▸ Written problem 1:
Reproduce the weather notification page from "The system makes" up to and including "sites is essential.".
▸ Written problem 2:
In one to three sentences, explain why the weather notification page says alerts are targeted to specific dispatchers by geographic region.

▸ Page:
/---
Real-Time Weather Analysis for Transportation Industry: GIS Integration

The cost of transportation is greatly affected by weather. Severe weather can damage transportation networks and carriers costing millions of dollars in repairs. Conversely, delaying or rerouting carriers due to perceived adverse, but inaccurate, weather conditions can also increase transportation costs.

Transportation personnel in charge of operational decisions require timely and accurate dissemination of weather data. Specifically, they need a weather notification system that:

• Only reports weather conditions that are actually important
• Only reports weather conditions in relevant geographic areas
• Provides timely and reliable communication of weather alerts
• Sends proactive alerts for decision makers (push data rather than pull)

A GIS-based weather advisory notification system can fulfill many of these requirements. In this paper, we discuss how such a system can be implemented using the Union Pacific Railroad as a case study. We describe the system specifications, technology used, and results. We conclude with an analysis of how many of the components used in the Union Pacific Railroad solution can be generalized for other transportation applications.

Case Study: Union Pacific Railroad

An Automated Weather Advisory Notification system was deployed at the Union Pacific Railroad dispatch center in the April 2000 by DTN Weather Services.

The main purpose of the Automated Weather Advisory Notification system is to alert the railroad dispatchers of weather conditions that may affect railroad operations. One of the most important features is its ability to filter out extraneous general weather information, and focus on conditions that are actually important to the operation of, in this case, a railroad. Alerts are targeted for specific dispatchers depending on the geographic regions for which they are responsible. This prevents the dispatchers from learning to ignore the weather alerts due to information overload.

The system makes use of DTN Weather Services' extensive access to real-time weather sources, and experience in graphical analysis of geographic data and processing of weather-related data.

The filtering of weather information takes place at the DTN Weather Center in Burnsville, MN, while the dispatchers receiving the weather alerts work in the Union Pacific dispatch office in Omaha. Reliable communication between the two sites is essential.

Specifications

Union Pacific Railroad required total coverage of their railroad network with guaranteed delivery of critical weather alerts for extremely time-sensitive decision making.

Thresholds for determining if weather conditions should generate an alert message were specified as:

• Presence of a Tornado Warning, Flash Flood Warning, or Severe Thunderstorm Warning as issued by the National Weather Service (NWS)
• Observed Temperature exceeding thresholds of 0 degrees F and 105 degrees F
• Observed Wind Speeds in excess of 50 miles per hour
• Presence of Tornadic Vortex Signature identified by National Weather Service Doppler Weather Radar (NEXRAD) that is likely to impact a Union Pacific track within seven minutes.
\---
▸ Rows:
/---
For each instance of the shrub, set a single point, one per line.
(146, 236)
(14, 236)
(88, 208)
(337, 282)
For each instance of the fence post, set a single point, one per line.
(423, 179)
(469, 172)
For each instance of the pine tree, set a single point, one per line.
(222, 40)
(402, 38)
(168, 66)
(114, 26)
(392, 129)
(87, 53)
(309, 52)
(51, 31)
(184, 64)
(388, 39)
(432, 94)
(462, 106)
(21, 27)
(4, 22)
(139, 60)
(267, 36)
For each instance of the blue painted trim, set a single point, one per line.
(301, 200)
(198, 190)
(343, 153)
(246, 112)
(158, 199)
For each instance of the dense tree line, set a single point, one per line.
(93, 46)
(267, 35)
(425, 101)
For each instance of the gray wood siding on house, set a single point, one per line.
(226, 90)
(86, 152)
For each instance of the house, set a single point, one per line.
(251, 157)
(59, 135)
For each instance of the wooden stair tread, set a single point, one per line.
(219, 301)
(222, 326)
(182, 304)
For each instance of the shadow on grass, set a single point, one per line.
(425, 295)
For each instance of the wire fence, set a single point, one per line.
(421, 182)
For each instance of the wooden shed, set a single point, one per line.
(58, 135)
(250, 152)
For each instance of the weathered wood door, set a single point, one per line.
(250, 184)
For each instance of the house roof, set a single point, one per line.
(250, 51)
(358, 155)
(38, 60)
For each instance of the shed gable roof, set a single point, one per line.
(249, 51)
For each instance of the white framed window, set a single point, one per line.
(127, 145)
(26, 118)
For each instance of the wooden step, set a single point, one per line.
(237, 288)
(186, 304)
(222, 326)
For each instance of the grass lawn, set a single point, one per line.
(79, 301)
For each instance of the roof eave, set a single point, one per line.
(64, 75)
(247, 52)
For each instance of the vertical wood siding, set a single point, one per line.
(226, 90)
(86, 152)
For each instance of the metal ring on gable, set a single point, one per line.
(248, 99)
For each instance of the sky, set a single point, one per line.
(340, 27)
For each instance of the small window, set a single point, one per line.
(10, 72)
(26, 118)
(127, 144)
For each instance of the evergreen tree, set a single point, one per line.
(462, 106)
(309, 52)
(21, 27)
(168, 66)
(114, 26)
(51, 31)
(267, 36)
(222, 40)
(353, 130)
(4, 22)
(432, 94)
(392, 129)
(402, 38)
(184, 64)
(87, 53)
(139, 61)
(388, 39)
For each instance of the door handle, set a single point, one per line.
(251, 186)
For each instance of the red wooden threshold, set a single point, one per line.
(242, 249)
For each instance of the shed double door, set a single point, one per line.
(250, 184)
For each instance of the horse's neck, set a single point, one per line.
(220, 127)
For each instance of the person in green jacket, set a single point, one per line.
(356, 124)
\---
▸ Correct output 1:
The system makes use of DTN Weather Services' extensive access to real-time weather sources, and experience in graphical analysis of geographic data and processing of weather-related data.

The filtering of weather information takes place at the DTN Weather Center in Burnsville, MN, while the dispatchers receiving the weather alerts work in the Union Pacific dispatch office in Omaha. Reliable communication between the two sites is essential.

▸ Correct output 2:
Each alert goes only to the dispatchers responsible for the affected region. This keeps dispatchers from learning to ignore weather alerts because of information overload.